■ Goal A ■
In the ZEITGEIST text, condense the paragraph that opens with "The Unseen Court, the Great Hunt" while keeping its main facts.
■ Goal B ■
Duplicate the ZEITGEIST text word for word from "But if you frequent" to "the virtual tabletop?".

■ Text provided ■
········

The Unseen Court, the Great Hunt, and the many spirits of the land long ago conquered by Risur's kings no longer receive tribute, but they cannot enter these new cities of steam and steel to demand their tithe. The impoverished workers who huddle in factory slums fear monsters of a different breed, shadowy children of this new urban labyrinth. Even their modern religions have no defenses against these fiends.

Times are turning. The skyseers—Risur's folk prophets since their homeland's birth—witness omens in the starry wheels of heaven, and they warn that a new age is nigh. But what they cannot foresee, hidden beyond the steam and soot of the night sky, is the face of this coming era, the spirit of the next age. The
zeitgeist.

But if you frequent these forums, you likely have read that intro countless times and might even know it by heart. You might have copies of one of the greatest adventure paths in PDFs for Pathfinder, 4e, and 5e. So what does ZEITGEIST on Roll20 bring to the virtual tabletop?

········

■ Records ■
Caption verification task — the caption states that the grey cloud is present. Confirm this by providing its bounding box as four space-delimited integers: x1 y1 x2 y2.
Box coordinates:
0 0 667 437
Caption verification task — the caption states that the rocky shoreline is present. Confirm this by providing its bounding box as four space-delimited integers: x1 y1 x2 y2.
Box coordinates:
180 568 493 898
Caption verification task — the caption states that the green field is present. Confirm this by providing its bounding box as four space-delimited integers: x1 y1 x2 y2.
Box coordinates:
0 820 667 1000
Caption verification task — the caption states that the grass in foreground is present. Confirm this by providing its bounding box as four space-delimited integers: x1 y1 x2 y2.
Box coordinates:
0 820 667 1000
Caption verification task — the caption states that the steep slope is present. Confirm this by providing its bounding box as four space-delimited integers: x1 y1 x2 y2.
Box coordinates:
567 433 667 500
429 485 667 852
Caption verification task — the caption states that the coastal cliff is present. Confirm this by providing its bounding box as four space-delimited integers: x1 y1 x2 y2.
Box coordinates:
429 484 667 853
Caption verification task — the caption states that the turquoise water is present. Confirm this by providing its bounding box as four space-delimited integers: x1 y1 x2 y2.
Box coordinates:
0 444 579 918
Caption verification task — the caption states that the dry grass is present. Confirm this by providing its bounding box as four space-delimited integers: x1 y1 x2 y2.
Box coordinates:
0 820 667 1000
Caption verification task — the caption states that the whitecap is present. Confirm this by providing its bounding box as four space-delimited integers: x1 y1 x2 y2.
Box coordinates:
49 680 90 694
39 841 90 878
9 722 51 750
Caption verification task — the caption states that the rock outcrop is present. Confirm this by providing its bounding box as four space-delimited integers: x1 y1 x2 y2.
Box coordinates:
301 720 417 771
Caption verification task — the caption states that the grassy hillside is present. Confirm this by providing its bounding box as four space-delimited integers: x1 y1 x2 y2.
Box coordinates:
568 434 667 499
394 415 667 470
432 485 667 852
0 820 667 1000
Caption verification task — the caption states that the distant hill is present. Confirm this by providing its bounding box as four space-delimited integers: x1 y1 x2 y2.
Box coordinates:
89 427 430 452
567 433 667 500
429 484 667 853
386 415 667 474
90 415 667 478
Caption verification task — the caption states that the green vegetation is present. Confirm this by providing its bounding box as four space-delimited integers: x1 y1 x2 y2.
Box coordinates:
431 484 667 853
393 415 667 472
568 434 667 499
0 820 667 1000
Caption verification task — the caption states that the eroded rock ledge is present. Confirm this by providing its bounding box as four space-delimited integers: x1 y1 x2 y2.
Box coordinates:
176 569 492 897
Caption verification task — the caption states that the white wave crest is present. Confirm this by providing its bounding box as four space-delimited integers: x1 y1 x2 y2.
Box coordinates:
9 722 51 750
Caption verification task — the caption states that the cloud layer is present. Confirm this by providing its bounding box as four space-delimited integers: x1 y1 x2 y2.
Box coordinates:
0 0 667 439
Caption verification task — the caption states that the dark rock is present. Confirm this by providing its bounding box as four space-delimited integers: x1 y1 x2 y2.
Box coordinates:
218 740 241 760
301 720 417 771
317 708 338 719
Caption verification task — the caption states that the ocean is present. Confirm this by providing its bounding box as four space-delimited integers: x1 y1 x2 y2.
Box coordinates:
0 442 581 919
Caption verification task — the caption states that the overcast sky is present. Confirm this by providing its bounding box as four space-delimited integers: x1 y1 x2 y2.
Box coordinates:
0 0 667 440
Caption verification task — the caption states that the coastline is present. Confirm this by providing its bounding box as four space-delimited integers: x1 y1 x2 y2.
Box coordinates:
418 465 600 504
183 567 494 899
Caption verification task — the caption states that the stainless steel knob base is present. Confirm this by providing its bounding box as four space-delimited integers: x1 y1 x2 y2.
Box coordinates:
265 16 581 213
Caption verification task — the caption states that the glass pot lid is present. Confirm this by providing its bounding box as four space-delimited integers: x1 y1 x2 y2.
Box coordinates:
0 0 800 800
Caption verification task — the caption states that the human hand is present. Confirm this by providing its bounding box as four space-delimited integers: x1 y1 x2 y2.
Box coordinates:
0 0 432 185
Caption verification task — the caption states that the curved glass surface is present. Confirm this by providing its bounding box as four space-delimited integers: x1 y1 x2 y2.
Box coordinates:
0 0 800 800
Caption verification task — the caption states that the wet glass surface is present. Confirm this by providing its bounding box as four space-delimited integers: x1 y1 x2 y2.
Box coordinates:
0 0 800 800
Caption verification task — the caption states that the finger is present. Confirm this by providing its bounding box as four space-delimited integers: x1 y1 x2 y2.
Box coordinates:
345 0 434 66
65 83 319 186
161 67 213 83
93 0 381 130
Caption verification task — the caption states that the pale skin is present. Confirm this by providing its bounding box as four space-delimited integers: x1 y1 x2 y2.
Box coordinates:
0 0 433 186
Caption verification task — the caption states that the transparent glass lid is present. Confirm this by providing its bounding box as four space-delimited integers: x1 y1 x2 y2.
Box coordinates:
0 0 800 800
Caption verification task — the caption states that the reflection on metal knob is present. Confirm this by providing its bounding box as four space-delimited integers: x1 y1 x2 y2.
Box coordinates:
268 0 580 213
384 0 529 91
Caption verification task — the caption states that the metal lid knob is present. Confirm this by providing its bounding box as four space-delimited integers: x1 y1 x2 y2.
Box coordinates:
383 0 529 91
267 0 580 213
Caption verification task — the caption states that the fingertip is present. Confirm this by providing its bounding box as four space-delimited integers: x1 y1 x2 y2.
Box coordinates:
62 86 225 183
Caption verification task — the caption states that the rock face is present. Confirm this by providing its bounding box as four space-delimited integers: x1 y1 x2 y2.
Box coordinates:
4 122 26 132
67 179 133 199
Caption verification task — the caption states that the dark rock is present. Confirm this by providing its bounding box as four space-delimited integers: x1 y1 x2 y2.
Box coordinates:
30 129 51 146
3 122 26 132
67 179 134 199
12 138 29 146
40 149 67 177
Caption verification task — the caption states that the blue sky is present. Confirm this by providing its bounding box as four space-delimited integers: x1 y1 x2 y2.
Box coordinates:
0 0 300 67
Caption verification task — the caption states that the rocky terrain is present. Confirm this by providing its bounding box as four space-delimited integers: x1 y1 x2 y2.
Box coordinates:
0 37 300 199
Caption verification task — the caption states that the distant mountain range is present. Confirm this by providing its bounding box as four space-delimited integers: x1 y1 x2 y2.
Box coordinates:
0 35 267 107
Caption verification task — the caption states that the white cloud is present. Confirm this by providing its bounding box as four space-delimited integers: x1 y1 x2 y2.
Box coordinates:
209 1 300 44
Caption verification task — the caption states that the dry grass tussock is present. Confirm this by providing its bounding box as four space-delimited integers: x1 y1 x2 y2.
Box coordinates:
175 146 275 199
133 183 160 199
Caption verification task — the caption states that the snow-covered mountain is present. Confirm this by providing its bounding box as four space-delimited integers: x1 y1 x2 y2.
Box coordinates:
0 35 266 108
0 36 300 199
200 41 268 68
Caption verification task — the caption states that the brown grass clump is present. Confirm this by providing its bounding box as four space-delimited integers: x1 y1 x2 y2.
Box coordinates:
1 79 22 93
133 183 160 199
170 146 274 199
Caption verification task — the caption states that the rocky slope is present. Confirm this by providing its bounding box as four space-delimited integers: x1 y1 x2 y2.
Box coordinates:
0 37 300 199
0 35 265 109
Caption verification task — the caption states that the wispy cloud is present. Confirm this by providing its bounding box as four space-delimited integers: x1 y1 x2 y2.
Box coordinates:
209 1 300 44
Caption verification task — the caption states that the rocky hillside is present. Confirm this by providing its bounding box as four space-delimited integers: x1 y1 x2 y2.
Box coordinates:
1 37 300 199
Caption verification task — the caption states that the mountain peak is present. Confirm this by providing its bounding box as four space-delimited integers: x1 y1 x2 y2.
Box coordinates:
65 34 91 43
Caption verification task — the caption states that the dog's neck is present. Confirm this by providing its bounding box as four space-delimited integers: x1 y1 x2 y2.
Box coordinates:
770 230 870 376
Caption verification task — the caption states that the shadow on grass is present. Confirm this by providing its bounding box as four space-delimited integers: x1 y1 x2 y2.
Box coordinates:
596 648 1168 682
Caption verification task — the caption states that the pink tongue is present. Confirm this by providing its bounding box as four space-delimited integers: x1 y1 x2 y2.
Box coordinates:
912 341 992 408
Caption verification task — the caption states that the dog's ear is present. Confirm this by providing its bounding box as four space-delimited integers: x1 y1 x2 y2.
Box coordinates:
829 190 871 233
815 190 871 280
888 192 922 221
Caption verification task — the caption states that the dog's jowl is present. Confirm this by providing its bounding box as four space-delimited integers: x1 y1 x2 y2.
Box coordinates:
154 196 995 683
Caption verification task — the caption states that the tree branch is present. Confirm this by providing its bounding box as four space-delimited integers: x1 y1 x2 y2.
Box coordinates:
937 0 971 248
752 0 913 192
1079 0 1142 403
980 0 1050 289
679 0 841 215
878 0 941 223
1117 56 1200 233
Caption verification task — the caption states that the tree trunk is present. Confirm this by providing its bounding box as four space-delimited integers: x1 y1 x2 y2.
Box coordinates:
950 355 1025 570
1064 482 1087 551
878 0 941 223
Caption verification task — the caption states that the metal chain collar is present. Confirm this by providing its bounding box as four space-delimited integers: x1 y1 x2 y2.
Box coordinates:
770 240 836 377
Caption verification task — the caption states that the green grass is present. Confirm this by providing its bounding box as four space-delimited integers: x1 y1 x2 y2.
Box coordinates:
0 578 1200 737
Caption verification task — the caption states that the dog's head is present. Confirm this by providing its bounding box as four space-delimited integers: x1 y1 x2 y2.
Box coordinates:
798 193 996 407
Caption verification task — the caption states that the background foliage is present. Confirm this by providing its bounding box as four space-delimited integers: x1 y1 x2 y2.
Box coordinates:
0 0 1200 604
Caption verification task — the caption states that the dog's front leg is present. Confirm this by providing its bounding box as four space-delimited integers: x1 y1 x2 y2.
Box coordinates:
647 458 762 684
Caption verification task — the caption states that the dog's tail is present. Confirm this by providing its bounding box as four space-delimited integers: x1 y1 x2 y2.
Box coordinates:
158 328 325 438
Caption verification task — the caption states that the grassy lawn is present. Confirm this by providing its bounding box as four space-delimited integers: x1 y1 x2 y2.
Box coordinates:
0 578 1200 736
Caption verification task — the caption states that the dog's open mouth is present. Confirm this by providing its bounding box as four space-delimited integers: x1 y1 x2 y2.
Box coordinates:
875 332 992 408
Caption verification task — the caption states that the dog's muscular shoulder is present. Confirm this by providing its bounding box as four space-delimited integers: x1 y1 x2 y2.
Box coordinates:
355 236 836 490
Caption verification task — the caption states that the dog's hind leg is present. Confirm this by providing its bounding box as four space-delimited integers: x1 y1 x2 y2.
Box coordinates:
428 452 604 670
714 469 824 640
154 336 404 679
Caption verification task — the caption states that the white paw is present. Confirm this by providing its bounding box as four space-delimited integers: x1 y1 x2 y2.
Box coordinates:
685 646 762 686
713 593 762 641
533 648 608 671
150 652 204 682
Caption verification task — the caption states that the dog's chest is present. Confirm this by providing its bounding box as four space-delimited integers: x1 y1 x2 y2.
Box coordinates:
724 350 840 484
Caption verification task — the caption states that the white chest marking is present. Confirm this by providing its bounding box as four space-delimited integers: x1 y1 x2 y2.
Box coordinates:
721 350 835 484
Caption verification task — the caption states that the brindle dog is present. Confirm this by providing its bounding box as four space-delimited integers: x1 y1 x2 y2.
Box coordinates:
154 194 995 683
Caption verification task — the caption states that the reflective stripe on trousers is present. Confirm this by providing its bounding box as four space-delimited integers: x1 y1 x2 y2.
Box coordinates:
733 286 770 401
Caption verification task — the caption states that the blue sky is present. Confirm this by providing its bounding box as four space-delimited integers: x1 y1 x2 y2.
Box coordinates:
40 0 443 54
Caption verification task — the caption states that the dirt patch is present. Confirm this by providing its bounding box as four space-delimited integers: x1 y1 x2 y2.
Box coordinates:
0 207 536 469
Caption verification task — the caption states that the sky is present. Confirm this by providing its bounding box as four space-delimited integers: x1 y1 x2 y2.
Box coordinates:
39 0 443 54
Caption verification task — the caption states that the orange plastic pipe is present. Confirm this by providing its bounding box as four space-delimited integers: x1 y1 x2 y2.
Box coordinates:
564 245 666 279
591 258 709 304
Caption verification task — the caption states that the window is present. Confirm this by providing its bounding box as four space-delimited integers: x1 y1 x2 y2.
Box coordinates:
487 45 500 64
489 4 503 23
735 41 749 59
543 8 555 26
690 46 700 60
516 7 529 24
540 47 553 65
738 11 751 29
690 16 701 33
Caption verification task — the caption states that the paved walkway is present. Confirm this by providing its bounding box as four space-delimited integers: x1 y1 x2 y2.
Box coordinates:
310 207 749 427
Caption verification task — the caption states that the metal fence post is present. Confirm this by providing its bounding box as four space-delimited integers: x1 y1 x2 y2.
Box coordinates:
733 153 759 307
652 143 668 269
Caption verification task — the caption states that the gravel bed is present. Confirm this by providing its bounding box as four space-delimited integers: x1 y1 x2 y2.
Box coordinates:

········

■ Result A ■
The Unseen Court, the Great Hunt, and the many land spirits that Risur's kings conquered long ago no longer receive tribute, yet they cannot enter the new cities of steam and steel to demand it. The impoverished workers in the factory slums fear a different breed of monster: shadowy children of the urban labyrinth. Even their modern religions have no defenses against these fiends.

■ Result B ■
But if you frequent these forums, you likely have read that intro countless times and might even know it by heart. You might have copies of one of the greatest adventure paths in PDFs for Pathfinder, 4e, and 5e. So what does ZEITGEIST on Roll20 bring to the virtual tabletop?